▶ Required work:
(a) Retype the passage on the Tax-Free Savings Account, starting with the words containing "Then the pandemic" and ending with "word of warning.".
(b) Write what comes next in the passage on the Tax-Free Savings Account, picking up right after its final sentence.

Then the pandemic hit, bringing the Canadian government’s debt up another $15 trillion between January and September for a grand total of $272 trillion as of writing. We’re actually leading the charge in debt, ahead of countries like Japan, the United States, and the United Kingdom.

So, Canadians started to get their affairs in order, and that included their cash. In many cases, it meant opening up or taking advantage of a Tax-Free Savings Account (TFSA). With another TFSA contribution limit on the way in January, many are looking for another opportunity during perhaps another market crash. But before you do, the Canada Revenue Agency (CRA) has a word of warning.

The TFSA can be taxable

The TFSA can be taxed, but only under certain conditions. The TFSA is meant to get Canadians investing in Canadian business. So, the first problem is if Canadians are investing in companies outside Canada. If so, you’re subject to taxation on those returns. This can be a serious problem, as with a market crash, there were tons of great companies that saw the share price plummet. Just make sure those shares are Canadian. This also means making sure you’re investing in a company on the Canadian market, as many companies are listed on both the TSX and NYSE, for example.

(Records from a dataset)
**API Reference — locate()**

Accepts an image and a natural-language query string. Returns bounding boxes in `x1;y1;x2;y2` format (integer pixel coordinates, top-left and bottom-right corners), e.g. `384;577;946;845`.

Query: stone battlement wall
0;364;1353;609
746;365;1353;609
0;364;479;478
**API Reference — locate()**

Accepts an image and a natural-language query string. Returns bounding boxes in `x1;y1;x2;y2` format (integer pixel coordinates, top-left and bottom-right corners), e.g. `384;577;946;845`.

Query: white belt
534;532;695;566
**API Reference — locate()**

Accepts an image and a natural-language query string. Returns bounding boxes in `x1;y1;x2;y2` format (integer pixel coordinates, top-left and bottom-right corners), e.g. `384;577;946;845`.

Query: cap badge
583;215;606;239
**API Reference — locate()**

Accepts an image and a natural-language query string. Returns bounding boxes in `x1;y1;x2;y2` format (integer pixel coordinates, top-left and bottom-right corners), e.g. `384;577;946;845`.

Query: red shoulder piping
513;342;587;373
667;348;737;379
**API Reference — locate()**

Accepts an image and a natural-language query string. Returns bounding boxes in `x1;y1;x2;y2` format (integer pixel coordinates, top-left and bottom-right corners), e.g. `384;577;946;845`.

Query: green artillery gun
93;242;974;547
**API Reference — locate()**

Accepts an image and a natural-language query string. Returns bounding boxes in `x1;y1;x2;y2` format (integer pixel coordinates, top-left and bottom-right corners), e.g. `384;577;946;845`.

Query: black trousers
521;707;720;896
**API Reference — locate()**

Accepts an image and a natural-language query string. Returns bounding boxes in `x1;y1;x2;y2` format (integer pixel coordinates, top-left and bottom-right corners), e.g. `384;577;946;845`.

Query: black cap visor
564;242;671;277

▶ Responses to the exercise:
(a)
Then the pandemic hit, bringing the Canadian government’s debt up another $15 trillion between January and September for a grand total of $272 trillion as of writing. We’re actually leading the charge in debt, ahead of countries like Japan, the United States, and the United Kingdom.

So, Canadians started to get their affairs in order, and that included their cash. In many cases, it meant opening up or taking advantage of a Tax-Free Savings Account (TFSA). With another TFSA contribution limit on the way in January, many are looking for another opportunity during perhaps another market crash. But before you do, the Canada Revenue Agency (CRA) has a word of warning.

(b)
Second, you can be subject to tax if you go beyond the TFSA contribution limit. If the TFSA was limitless, you could invest any time you wanted, as much as you wanted, and potentially make a killing! The CRA doesn’t want to miss out on those taxes. So, it creates a limit year by year. That way, if there’s a huge initial public offering (IPO), you only have a couple thousand to invest, rather than a hundred thousand.

You also can’t use your TFSA like a business. This happens if you’re making huge trades, trading too often, or making too much money basically. This is a bit of a grey area, so you must be careful. It seems the number right now the CRA is going off of is $250,000. If you make that much in returns, the CRA will want to take a closer look at how you’re making that money.

Finally, beware the TFSA contribution limit! Yes, I already mentioned this, but there’s another problem. You have $69,500 worth of contribution room this year. But let’s say during the pandemic ,you took out $20,000 to help with bills. Now, you’ve made that money back and want to put it back in your TFSA. Not so fast!

If you’ve already reached the TFSA contribution limit for the year, you cannot put money in your TFSA again, or it will be subject to taxes. You have to wait until next year, and then check out MyAccount on CRA or call CRA to see how much room you have available. Don’t mess it up!

Bottom line

The TFSA is an excellent tool to use during the pandemic, but be careful. You don’t want to take full advantage and then fall under these categories. If you do, it’ll make that TFSA contribution limit basically worthless.